To do: Please give an exact transcription of the lines below, from the one that contains "Each instance of the dark" to the very last, with no other lines.

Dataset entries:
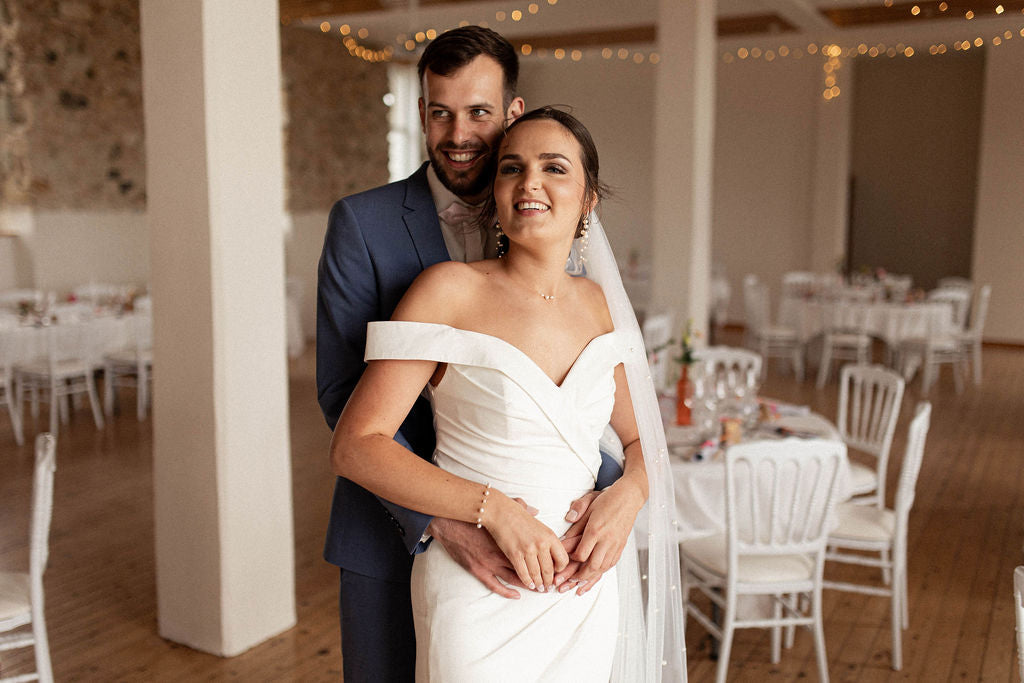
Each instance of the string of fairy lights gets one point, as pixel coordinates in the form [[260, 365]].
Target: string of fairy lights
[[404, 44], [355, 40], [834, 53]]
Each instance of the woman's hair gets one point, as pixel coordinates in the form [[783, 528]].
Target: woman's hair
[[593, 186]]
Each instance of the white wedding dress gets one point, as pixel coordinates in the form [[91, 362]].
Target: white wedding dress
[[500, 419]]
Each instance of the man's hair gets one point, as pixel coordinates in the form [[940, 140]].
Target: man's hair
[[454, 49]]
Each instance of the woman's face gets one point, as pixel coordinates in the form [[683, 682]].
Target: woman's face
[[540, 185]]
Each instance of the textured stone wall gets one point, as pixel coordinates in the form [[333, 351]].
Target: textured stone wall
[[336, 138], [71, 111], [83, 95]]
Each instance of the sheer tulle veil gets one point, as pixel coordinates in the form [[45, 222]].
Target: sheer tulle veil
[[650, 647]]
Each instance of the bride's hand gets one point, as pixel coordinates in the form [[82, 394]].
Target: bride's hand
[[535, 551], [608, 522]]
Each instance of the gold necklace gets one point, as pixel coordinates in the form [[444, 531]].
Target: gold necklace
[[546, 297]]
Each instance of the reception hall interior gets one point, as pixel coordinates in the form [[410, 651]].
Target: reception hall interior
[[818, 216]]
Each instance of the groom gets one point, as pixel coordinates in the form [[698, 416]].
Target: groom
[[377, 243]]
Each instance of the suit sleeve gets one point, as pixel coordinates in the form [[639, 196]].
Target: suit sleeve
[[347, 298]]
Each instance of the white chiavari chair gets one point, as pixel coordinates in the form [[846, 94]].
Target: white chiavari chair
[[22, 594], [844, 337], [958, 298], [881, 530], [939, 346], [767, 339], [723, 359], [67, 369], [7, 393], [971, 338], [132, 367], [869, 401], [779, 498]]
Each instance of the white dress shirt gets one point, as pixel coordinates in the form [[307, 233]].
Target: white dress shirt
[[463, 245]]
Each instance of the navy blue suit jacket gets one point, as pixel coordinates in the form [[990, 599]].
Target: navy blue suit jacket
[[377, 243]]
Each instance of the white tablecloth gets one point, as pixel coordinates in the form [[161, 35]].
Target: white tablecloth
[[94, 337], [700, 485], [890, 322]]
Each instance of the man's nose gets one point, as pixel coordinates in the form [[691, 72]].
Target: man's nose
[[461, 130], [529, 179]]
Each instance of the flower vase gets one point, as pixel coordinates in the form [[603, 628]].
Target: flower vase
[[682, 391]]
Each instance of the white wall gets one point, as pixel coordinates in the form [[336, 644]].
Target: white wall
[[71, 248], [998, 230], [766, 117], [302, 248], [612, 98]]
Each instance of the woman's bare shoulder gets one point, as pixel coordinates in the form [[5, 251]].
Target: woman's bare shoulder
[[593, 301], [438, 294]]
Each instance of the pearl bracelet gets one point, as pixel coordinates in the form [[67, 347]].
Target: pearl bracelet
[[483, 504]]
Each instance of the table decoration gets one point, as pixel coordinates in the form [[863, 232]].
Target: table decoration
[[683, 412]]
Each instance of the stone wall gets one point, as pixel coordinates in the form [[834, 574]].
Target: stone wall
[[71, 111], [336, 137], [83, 97]]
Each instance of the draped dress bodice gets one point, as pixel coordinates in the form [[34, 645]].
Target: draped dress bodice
[[500, 419]]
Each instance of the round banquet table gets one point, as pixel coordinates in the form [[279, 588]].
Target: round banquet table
[[87, 338], [890, 322], [699, 485]]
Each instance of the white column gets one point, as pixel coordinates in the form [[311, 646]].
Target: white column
[[684, 118], [998, 222], [832, 173], [215, 198]]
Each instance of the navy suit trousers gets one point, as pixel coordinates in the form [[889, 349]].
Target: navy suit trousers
[[378, 641]]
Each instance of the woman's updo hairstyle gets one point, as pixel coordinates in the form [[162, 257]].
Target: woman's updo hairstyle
[[593, 187]]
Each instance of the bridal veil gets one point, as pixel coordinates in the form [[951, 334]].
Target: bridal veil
[[651, 646]]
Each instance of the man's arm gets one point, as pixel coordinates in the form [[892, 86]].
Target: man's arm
[[347, 298]]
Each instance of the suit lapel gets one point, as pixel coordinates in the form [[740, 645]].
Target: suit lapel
[[421, 220]]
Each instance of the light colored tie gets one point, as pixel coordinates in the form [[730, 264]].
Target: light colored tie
[[463, 219], [460, 216]]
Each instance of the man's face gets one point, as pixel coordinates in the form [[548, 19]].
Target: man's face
[[463, 120]]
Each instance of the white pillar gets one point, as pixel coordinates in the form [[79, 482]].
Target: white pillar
[[684, 119], [832, 174], [998, 218], [215, 199]]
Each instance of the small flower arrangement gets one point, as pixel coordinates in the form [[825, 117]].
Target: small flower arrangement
[[686, 345]]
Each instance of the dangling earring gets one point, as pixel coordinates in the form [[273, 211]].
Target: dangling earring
[[584, 238], [502, 241]]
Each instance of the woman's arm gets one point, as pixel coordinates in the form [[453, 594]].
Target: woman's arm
[[608, 520]]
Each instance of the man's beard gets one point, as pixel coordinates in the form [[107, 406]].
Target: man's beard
[[466, 184]]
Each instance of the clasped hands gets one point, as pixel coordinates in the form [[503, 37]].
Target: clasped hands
[[518, 551]]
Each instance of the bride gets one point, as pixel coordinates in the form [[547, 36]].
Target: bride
[[524, 366]]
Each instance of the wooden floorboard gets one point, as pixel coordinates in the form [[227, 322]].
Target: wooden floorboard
[[967, 531]]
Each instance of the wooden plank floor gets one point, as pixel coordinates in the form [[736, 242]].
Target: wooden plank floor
[[967, 531]]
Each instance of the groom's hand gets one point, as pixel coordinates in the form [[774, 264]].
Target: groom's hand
[[476, 552], [569, 578]]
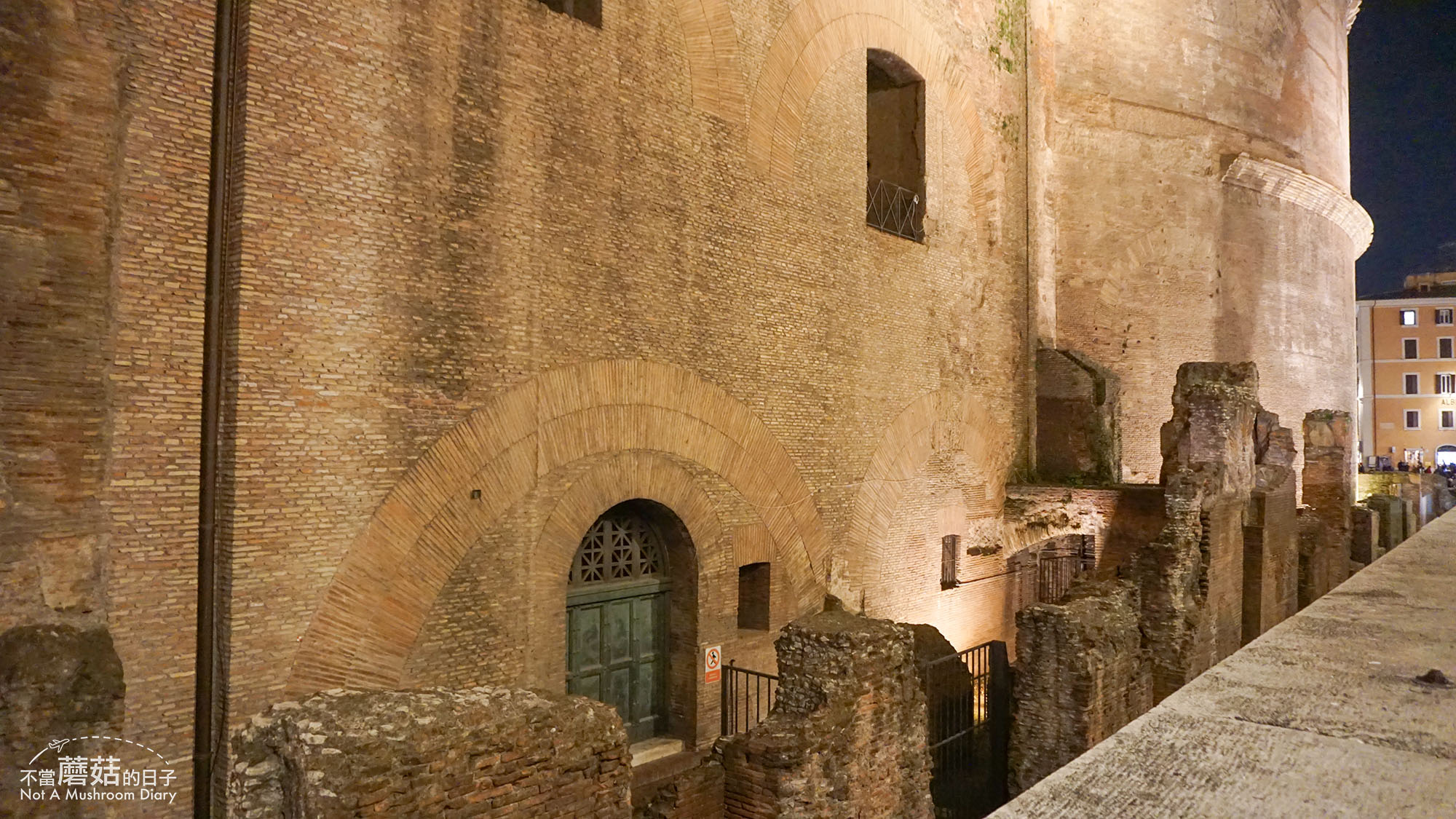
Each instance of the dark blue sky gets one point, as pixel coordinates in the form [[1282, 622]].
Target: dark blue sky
[[1403, 133]]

Reply to the exercise:
Each instance of the dark blue sky gets one point, as pixel coordinates in the form [[1282, 622]].
Target: dark blue sky
[[1403, 133]]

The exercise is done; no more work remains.